**WHAT IS REQUIRED:**
Retyping the data exactly is the task. Include every line.
***
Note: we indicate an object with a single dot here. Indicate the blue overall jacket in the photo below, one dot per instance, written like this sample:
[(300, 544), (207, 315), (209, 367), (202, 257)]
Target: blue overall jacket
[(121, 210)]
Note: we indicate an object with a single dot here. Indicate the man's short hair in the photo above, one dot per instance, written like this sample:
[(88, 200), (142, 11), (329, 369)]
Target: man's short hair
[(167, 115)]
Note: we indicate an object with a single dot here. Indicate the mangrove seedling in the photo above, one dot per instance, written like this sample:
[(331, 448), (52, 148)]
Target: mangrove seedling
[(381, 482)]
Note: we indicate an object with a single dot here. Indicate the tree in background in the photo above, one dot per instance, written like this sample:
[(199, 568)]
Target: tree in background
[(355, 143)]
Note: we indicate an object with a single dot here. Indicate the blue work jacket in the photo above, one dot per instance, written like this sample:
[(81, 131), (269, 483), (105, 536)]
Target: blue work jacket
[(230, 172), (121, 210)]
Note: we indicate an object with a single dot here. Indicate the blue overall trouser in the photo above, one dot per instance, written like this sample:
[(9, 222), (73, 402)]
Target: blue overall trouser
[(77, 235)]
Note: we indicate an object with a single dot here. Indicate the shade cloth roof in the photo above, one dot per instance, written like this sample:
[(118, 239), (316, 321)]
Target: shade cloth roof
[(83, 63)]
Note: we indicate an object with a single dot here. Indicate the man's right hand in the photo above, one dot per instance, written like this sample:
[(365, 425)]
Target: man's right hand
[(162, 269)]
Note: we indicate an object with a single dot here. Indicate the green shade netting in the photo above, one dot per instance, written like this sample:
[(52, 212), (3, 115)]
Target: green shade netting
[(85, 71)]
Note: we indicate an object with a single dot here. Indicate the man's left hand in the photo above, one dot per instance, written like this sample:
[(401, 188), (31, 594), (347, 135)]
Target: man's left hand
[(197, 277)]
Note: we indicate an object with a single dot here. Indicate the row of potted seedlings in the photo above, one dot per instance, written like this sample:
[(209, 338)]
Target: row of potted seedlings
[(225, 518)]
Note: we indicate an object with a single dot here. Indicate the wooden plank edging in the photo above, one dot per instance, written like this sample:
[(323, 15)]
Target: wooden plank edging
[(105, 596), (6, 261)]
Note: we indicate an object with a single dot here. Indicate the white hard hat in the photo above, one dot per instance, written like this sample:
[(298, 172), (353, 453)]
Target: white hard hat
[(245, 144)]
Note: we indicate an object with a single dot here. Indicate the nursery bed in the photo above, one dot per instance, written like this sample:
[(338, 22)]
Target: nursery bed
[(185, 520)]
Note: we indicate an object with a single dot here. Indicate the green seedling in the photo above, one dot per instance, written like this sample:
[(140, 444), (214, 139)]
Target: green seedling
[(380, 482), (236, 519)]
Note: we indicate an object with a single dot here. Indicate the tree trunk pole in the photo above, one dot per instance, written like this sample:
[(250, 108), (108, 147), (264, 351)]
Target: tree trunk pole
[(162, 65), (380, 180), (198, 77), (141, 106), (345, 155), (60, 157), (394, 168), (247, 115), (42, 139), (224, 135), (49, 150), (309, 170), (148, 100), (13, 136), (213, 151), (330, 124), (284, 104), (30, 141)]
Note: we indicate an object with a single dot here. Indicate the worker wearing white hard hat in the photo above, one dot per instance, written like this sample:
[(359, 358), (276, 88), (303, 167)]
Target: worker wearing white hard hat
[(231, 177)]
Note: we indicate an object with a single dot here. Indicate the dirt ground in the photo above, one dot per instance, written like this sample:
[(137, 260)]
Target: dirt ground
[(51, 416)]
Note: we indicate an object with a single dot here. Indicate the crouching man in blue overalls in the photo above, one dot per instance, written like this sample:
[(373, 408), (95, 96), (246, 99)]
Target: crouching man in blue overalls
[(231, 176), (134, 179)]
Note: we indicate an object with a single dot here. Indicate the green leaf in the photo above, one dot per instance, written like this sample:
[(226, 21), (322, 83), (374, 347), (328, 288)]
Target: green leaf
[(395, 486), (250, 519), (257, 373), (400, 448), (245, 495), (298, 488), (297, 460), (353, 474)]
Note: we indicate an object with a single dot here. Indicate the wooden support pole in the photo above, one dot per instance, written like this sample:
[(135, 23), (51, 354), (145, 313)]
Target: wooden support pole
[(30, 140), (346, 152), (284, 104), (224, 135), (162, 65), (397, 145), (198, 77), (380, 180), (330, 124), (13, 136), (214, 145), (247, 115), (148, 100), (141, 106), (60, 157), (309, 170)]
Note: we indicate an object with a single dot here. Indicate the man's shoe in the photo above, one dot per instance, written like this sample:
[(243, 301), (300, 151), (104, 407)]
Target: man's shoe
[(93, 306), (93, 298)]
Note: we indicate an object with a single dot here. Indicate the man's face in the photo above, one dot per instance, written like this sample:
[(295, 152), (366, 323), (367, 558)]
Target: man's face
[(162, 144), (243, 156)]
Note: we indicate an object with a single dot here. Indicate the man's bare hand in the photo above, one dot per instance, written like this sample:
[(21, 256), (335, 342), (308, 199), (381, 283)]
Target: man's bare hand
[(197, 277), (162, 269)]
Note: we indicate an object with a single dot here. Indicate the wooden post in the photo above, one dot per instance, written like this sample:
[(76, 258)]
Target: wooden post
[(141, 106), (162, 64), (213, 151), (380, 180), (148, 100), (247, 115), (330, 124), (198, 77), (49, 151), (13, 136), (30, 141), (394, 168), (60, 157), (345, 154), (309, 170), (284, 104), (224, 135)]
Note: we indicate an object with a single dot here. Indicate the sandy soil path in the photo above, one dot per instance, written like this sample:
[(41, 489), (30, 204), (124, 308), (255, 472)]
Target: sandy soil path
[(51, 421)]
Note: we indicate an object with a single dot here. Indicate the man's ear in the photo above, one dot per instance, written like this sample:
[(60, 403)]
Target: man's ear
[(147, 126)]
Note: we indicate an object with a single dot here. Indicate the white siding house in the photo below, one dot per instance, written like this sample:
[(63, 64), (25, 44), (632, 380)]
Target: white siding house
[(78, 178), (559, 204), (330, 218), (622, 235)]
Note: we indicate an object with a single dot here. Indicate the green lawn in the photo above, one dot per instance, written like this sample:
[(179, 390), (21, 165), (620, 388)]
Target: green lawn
***
**FINAL ANSWER:**
Note: we indicate an object with a single dot here. Indicate the blue overall jacket in the photo below, one dot per instance, written like this sample:
[(300, 544), (207, 315), (209, 367), (202, 257)]
Target: blue overall jacket
[(121, 210)]
Note: we indicate an object with a single dot here. Indicate the man's short hair in the photo above, one dot per instance, written like this sample:
[(88, 200), (142, 11), (329, 369)]
Target: man's short hair
[(167, 115)]
Note: we indicate an object with a single dot here. Indicate the mangrove seedling in the photo above, one dot per instance, written like this sample:
[(331, 448), (52, 148)]
Target: mangrove seedling
[(381, 482)]
Note: we indicate an object with a single dot here. Indicate the tree in background in the photo above, one dot per instance, written like this sample:
[(199, 568)]
Target: tree in background
[(355, 143)]
Note: we indicate an object with a single dot here. Indicate the blue work jacket in the photo above, one dot per instance, written like this sample:
[(81, 131), (269, 483), (105, 536)]
Target: blue work jacket
[(230, 172), (121, 210)]
Note: we indicate an object with a single dot here. Indicate the blue overall trouser in the photo above, one dot per instance, written like this sample:
[(9, 222), (73, 402)]
Target: blue overall trouser
[(77, 235)]
Note: we indicate an object with a single dot here. Indicate the shade cloth roof in the photo above, one dot per instance, written like this sample:
[(118, 239), (316, 321)]
Target: shade cloth roof
[(83, 63)]
Note: we indicate an object with a single dot here. Indicate the man's right hand in the photo above, one dot per instance, written like this sample:
[(365, 425)]
Target: man's right hand
[(162, 269)]
Note: we indicate an object with a single dot here. Indicate the green shade netting in the photo above, one dot per instance, written like this sample:
[(52, 212), (3, 115)]
Target: green shade netting
[(85, 71)]
Note: we indicate an object with a single dot here. Indicate the man's left hand in the photo above, one dot per instance, written like this sample:
[(401, 188), (31, 594), (347, 135)]
Target: man's left hand
[(197, 277)]
Note: we indicate an object with a single dot here. Indicate the row of potted seedlings in the photo above, one dot per instance, written like this sample:
[(209, 338)]
Target: row of potted seedlings
[(225, 518)]
Note: we indicate an object with a single dot here. Indicate the wooden plank edging in the photo above, one dot per instance, written like this sample:
[(323, 15)]
Target: wooden plank edging
[(105, 596), (6, 261)]
Note: we indicate an object with a single dot here. Indicate the white hard hat in the photo above, one dot per instance, written like this sample:
[(298, 172), (353, 453)]
Target: white hard hat
[(245, 144)]
Note: we indicate an object with a single dot here. Indicate the nursery bed in the photo above, one dot per instance, written like this sample:
[(338, 22)]
Target: nursery bed
[(185, 520)]
Note: we indicate an object with a single dot here. Indicate the green seedling in the photo above, one dot per instance, written like this sample:
[(140, 444), (214, 139)]
Target: green seedling
[(380, 482), (236, 519)]
Note: we indicate an object with a single dot here. Indicate the tree trunk pole in the photo above, one dot per instance, written like this sample:
[(250, 108), (108, 147), (264, 351)]
Target: tree trunk pole
[(162, 65), (380, 180), (198, 77), (141, 106), (345, 155), (60, 157), (394, 168), (247, 115), (42, 139), (224, 135), (49, 150), (309, 170), (148, 100), (13, 136), (213, 151), (330, 124), (284, 104), (30, 141)]
Note: we indicate an object with a single dot here. Indicate the worker wearing white hard hat in the photo above, one dot per instance, written like this sample:
[(359, 358), (276, 88), (303, 167)]
Target: worker wearing white hard hat
[(231, 177)]
Note: we indicate an object with a single dot here. Indicate the dirt ground in the photo above, one dot per instance, written like this sample:
[(137, 260)]
Target: dirt ground
[(51, 416)]
Note: we indicate an object with a single dot here. Indicate the crouching man in blue overalls in the photo above, one dot per instance, written like this sample:
[(373, 408), (95, 96), (246, 99)]
Target: crouching man in blue overalls
[(231, 176), (134, 179)]
Note: we indicate an object with a single dot here. Indicate the green leaf in the photo above, one dot per instance, written like this sample:
[(226, 21), (322, 83), (374, 347), (328, 288)]
Target: green leaf
[(395, 486), (250, 519), (257, 373), (400, 448), (245, 495), (298, 488), (297, 460), (353, 474)]
Note: we indicate an object with a single dot here. Indicate the wooden support pole in the photo above, one dot per instance, written like this sample:
[(135, 23), (51, 354), (145, 313)]
Target: wooden support pole
[(30, 140), (346, 152), (284, 104), (224, 135), (162, 65), (397, 145), (198, 77), (380, 180), (330, 124), (13, 136), (214, 145), (247, 115), (148, 100), (141, 106), (60, 157), (309, 170)]
Note: we indicate an object with a single dot here. Indicate the man's shoe in the photo above, one dot per instance, written like this sample:
[(243, 301), (300, 151), (104, 407)]
Target: man's shoe
[(93, 306), (93, 298)]
Note: we indicate an object with a single dot here. Indicate the man's face in the photo above, one dot per instance, written like this sample:
[(295, 152), (366, 323), (367, 558)]
Target: man's face
[(162, 144), (243, 156)]
Note: we indicate an object with a single dot here. Indicate the man's bare hand in the photo above, one dot per instance, written like this sample:
[(21, 256), (335, 342), (308, 199), (381, 283)]
Target: man's bare hand
[(197, 277), (162, 269)]
Note: we indicate an object with a single dot here. Indicate the wooden post in the photo above, one dot per instance, written like this sample:
[(76, 258)]
Target: wooden post
[(141, 106), (162, 64), (213, 151), (380, 180), (148, 100), (247, 115), (330, 124), (198, 77), (49, 151), (13, 136), (30, 141), (394, 168), (60, 157), (345, 154), (309, 170), (284, 104), (224, 135)]
Note: we indicate an object with a single dot here. Indicate the sandy soil path in the photo above, one dot per instance, written like this sample:
[(41, 489), (30, 204), (124, 308), (255, 472)]
Target: sandy soil path
[(51, 421)]
Note: we indicate an object with a single dot here. Indicate the man's ear in the photo above, one dot per instance, written like this sample:
[(60, 403)]
Target: man's ear
[(147, 126)]
Note: we indicate an object with a single dot here. Indicate the white siding house in the photo below, one dot per instance, written like this sample:
[(63, 64), (25, 44), (632, 380)]
Target: white siding house
[(78, 178), (559, 204), (330, 218), (622, 235)]
Note: we indicate an object with a single dot here. Indicate the green lawn in the photo above, one dot per instance, written like this sample:
[(179, 390), (21, 165), (620, 388)]
Target: green lawn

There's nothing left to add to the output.